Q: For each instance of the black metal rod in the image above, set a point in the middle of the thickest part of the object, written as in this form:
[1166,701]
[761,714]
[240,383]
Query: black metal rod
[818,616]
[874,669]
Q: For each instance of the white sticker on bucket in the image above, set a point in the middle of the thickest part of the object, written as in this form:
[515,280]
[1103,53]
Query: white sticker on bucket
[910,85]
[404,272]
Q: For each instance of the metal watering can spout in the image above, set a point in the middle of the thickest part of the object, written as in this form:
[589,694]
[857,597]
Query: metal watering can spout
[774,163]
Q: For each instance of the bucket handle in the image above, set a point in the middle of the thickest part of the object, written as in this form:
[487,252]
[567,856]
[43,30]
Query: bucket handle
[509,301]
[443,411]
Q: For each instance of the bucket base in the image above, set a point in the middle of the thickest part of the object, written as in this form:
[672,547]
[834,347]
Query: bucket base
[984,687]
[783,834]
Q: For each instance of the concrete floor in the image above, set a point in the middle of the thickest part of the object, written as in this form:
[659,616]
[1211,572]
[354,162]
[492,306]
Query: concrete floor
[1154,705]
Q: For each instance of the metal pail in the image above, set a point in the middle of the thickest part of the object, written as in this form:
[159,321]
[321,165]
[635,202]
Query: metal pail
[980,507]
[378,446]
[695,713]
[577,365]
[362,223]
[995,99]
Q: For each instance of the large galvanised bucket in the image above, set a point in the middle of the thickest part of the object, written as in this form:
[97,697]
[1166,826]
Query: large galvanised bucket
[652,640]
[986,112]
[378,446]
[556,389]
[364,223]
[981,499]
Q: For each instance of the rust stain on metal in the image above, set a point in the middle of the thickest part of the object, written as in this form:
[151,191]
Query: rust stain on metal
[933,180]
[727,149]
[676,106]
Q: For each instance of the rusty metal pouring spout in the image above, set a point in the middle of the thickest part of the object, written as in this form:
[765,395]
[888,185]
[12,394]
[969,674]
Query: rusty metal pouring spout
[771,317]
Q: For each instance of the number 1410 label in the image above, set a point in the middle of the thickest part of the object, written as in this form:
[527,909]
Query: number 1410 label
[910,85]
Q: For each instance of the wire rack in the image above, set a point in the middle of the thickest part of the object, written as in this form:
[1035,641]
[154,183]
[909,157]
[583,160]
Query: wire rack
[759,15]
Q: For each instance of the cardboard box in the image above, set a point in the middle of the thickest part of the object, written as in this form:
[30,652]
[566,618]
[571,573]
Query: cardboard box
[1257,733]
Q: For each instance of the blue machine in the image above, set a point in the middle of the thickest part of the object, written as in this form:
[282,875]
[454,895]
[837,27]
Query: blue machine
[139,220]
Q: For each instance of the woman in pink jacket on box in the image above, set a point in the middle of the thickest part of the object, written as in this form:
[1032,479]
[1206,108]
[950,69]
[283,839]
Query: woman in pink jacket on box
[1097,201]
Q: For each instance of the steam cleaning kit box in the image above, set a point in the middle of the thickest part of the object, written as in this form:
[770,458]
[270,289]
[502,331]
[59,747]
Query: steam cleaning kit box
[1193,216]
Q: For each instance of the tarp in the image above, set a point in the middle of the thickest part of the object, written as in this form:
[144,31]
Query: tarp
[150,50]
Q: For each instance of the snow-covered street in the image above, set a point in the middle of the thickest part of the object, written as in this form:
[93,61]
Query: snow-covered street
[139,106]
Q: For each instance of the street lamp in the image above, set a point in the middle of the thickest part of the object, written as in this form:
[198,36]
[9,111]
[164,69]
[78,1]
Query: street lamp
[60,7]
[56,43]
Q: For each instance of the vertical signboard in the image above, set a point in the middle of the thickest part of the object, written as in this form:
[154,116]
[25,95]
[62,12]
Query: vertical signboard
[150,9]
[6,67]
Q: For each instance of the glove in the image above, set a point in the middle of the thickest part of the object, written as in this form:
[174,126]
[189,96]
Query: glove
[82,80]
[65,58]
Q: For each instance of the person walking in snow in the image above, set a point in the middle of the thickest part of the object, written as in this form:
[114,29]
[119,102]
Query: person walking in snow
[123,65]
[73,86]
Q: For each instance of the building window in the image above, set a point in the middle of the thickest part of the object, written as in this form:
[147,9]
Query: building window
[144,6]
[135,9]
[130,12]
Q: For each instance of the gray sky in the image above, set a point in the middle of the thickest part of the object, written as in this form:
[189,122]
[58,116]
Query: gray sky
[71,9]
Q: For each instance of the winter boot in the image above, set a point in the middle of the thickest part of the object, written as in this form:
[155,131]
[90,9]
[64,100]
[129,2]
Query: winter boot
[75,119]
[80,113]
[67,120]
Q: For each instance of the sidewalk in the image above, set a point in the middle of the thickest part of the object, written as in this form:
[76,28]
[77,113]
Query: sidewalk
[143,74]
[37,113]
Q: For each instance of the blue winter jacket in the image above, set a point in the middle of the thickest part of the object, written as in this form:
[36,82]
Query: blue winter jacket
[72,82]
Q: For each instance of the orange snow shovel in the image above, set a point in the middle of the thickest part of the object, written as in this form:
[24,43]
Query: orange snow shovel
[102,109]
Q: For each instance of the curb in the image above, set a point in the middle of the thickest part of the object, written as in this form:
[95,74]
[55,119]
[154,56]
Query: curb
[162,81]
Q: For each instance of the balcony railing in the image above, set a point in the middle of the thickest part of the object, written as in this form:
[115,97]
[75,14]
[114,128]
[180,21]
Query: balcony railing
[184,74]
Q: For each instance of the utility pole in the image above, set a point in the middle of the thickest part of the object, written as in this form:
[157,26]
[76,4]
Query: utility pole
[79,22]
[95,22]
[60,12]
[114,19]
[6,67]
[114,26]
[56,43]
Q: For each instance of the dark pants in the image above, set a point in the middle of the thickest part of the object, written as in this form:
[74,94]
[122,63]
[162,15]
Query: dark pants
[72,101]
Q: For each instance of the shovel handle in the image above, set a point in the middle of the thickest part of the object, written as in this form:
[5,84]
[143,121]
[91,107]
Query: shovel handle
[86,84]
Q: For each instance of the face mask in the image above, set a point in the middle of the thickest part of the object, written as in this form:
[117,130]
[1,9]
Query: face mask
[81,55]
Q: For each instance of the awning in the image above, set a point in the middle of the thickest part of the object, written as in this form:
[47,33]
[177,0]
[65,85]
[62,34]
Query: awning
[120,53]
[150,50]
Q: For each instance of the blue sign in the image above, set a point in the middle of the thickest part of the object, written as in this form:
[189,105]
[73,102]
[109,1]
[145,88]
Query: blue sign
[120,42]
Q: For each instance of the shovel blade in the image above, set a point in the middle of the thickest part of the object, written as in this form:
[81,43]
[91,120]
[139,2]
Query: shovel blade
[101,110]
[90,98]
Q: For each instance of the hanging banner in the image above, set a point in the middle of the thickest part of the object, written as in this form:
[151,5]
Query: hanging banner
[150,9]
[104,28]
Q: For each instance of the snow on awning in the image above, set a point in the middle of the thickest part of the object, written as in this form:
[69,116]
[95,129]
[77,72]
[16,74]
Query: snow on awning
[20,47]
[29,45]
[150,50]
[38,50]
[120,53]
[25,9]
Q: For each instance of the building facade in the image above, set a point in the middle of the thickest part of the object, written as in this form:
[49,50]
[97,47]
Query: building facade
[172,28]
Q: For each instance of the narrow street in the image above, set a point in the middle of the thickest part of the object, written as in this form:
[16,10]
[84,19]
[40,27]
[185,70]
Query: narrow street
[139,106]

*Work to complete*.
Output the entire listing again, word for word.

*Exercise solution*.
Q: For each instance of the black metal rod in the image above, set a point in the middle of the thickest part of the object, written as in this form:
[1166,701]
[761,714]
[240,383]
Query: black metal rod
[818,616]
[874,669]
Q: For each instance of the white sticker on bucket in the image above, set a point in the middle of the thickest part of the object, written as in this form:
[515,280]
[1103,53]
Query: white sticker on bucket
[910,85]
[404,272]
Q: For each instance of the metal watering can spout in the image above, set a point in the middle of the thickest part of the object, written as in this form:
[589,694]
[857,597]
Query: metal watering can spout
[774,163]
Q: For each instance of the bucket handle in the image above, set a point in the middle of the thickest part of the object, written as in this form:
[487,252]
[567,856]
[43,30]
Query: bucket handle
[509,301]
[443,411]
Q: For each instance of the bucket base in the image above, set a point in the middle of the thickest part of the object, written as in this form:
[672,547]
[834,347]
Query: bucket base
[984,687]
[783,834]
Q: For each instance of the concrete floor in the image above, set a point in the middle of the thickest part of the object, written as in this form:
[659,616]
[1211,572]
[354,162]
[492,306]
Query: concrete floor
[1154,705]
Q: For each instance of the metal pail in the image above, set a point in the middle of the thickest part of the object, written as in this form:
[159,321]
[321,165]
[635,202]
Query: metal pail
[980,507]
[378,446]
[695,713]
[577,365]
[362,223]
[995,99]
Q: For each instance of the large galvanised bucket in the image above, set a point in the middle of the thickest part of the object, written as in this form:
[97,697]
[1166,826]
Query: large galvanised bucket
[652,640]
[986,112]
[378,446]
[556,389]
[364,223]
[981,499]
Q: For each instance of the rust stain on metal in the image above, set a point in the middle of the thickest part of the object, written as in this form:
[151,191]
Query: rust stain on metal
[933,180]
[727,149]
[676,106]
Q: For each instance of the rusty metal pouring spout in the image above, set a point in the middle of the thickest part of the object, written as in this form:
[765,395]
[888,185]
[12,394]
[969,674]
Query: rusty metal pouring spout
[771,317]
Q: For each instance of the number 1410 label in the image above, set a point in the middle of the thickest part of the object, written as in this form:
[527,909]
Query: number 1410 label
[910,85]
Q: For each instance of the wire rack in the image above, set a point in the middle of the thickest part of the object, written as in this form:
[1035,641]
[154,183]
[909,157]
[583,160]
Query: wire rack
[759,15]
Q: For each instance of the cardboard box in the image above, set a point in the middle of the thickest part of the object, written as in this form:
[30,652]
[566,618]
[571,573]
Query: cardboard box
[1257,733]
Q: For each instance of the blue machine in the image above, set a point in the middle of the thickest part of the object, written as in this form:
[282,875]
[454,895]
[837,27]
Query: blue machine
[139,220]
Q: For each instance of the woman in pink jacket on box in the image above, set a point in the middle of the thickest part of the object, written as in this form:
[1032,479]
[1206,108]
[950,69]
[283,839]
Query: woman in pink jacket on box
[1097,201]
Q: For each instance of the steam cleaning kit box in the image above, set a point in the middle of the thickest part of the object, written as in this form:
[770,458]
[270,289]
[502,331]
[59,747]
Query: steam cleaning kit box
[1193,216]
Q: For each instance of the tarp in the image above, set a point in the middle of the thickest part of the object, written as in this form:
[144,31]
Query: tarp
[150,50]
Q: For each instance of the snow-covered street in the image above, set a point in the middle of the thickest part of the object, written as in this form:
[93,61]
Query: snow-covered street
[139,106]
Q: For each instance of the street lamp in the image above, set a point in the middle of the thickest part of the object, written as in this form:
[198,36]
[9,111]
[164,69]
[78,1]
Query: street lamp
[60,7]
[56,43]
Q: For each instance of the vertical signboard in the image above, set a point in the middle of the thickest part of the object, written as in this form:
[154,116]
[25,95]
[62,12]
Query: vertical signboard
[150,9]
[6,67]
Q: For each instance of the glove in the image above, set a point in the middle of the thickest part of the object, written as in this form:
[174,126]
[189,96]
Query: glove
[82,80]
[65,58]
Q: For each instance of the person walking in snow in the image above, set a point in the middle of the thickest part of the object, written as in this form:
[114,29]
[119,102]
Query: person walking in snow
[123,65]
[73,86]
Q: For each instance of the building window in the image above, set a point in the middle of the thickest part of the object, written as in this form:
[147,9]
Query: building window
[144,6]
[135,9]
[130,12]
Q: For each instance of the gray sky in the image above, set a point in the middle of the thickest part of the object, written as in this form:
[189,122]
[58,116]
Query: gray sky
[71,9]
Q: For each instance of the winter boot in the image above, set a point in the middle of the thickest part of the object, written as in this form:
[155,131]
[90,9]
[64,100]
[129,2]
Query: winter boot
[75,119]
[80,113]
[67,120]
Q: For each instance of the sidewalk in the image above, set a point in the middle of the thickest part of the object, written as in this form:
[76,28]
[77,113]
Query: sidewalk
[143,74]
[37,113]
Q: For each instance of the blue winter jacket in the image above, set a point in the middle of the thickest part of the object, written as in this form:
[36,82]
Query: blue winter jacket
[72,82]
Q: For each instance of the orange snow shovel in the image above, set a point in the middle of the thickest part of the object, written as in this form:
[24,43]
Query: orange snow shovel
[102,109]
Q: For each instance of the curb in the image above, set a point in the middle of the thickest part of the object, written as in this form:
[95,74]
[55,119]
[154,56]
Query: curb
[162,81]
Q: For each instance of the balcony railing in the image above, set a point in the middle of the thickest part of the object, written as in this form:
[115,97]
[75,14]
[114,128]
[180,21]
Query: balcony railing
[184,74]
Q: For each instance of the utility pole in the image above, set a point in the middle of the thickest part of the object, written as in this form:
[157,26]
[76,4]
Query: utility pole
[79,22]
[95,22]
[60,12]
[114,19]
[6,67]
[114,26]
[56,43]
Q: For each instance of the dark pants in the image above, set a point in the middle of the thickest part of the object, written as in this form:
[74,94]
[122,63]
[162,15]
Query: dark pants
[72,101]
Q: For each instance of the shovel handle in the image above, set a point in the middle of the thickest part of the object, written as in this form:
[5,84]
[143,121]
[91,107]
Query: shovel handle
[86,84]
Q: For each instance of the face mask in the image above, set a point in the middle of the thickest part of the object, written as in this form:
[117,130]
[1,9]
Query: face mask
[81,55]
Q: For each instance of the awning in the image above, set a point in the middle of the thickest part of the object, written as in this form:
[47,33]
[177,0]
[65,85]
[62,34]
Query: awning
[120,53]
[150,50]
Q: For each instance of the blue sign in the image above, set a point in the middle of the thickest part of the object, written as in this form:
[189,105]
[73,102]
[109,1]
[145,88]
Query: blue sign
[120,42]
Q: For each instance of the shovel blade in the image above, set a point in the middle of the thickest part of the object, written as in this form:
[81,43]
[91,120]
[139,2]
Query: shovel blade
[101,110]
[90,98]
Q: For each instance of the hanging banner in the image above, set a point in the middle of the thickest part of the object, written as in this form:
[151,5]
Query: hanging banner
[150,9]
[104,28]
Q: For each instance of the snow on awning in the image above, set a point in the middle of the thickest part of the object, written as in this form:
[69,116]
[95,129]
[77,72]
[16,74]
Query: snow on awning
[20,47]
[29,45]
[150,50]
[38,50]
[120,53]
[25,9]
Q: For each instance of the building facade in the image above, set a point in the middle of the thickest part of the object, written as in this form:
[49,50]
[97,47]
Query: building facade
[172,28]
Q: For each instance of the narrow street in the image above, set a point in the middle of the thickest part of the object, written as in this form:
[16,10]
[84,19]
[40,27]
[185,70]
Query: narrow street
[139,106]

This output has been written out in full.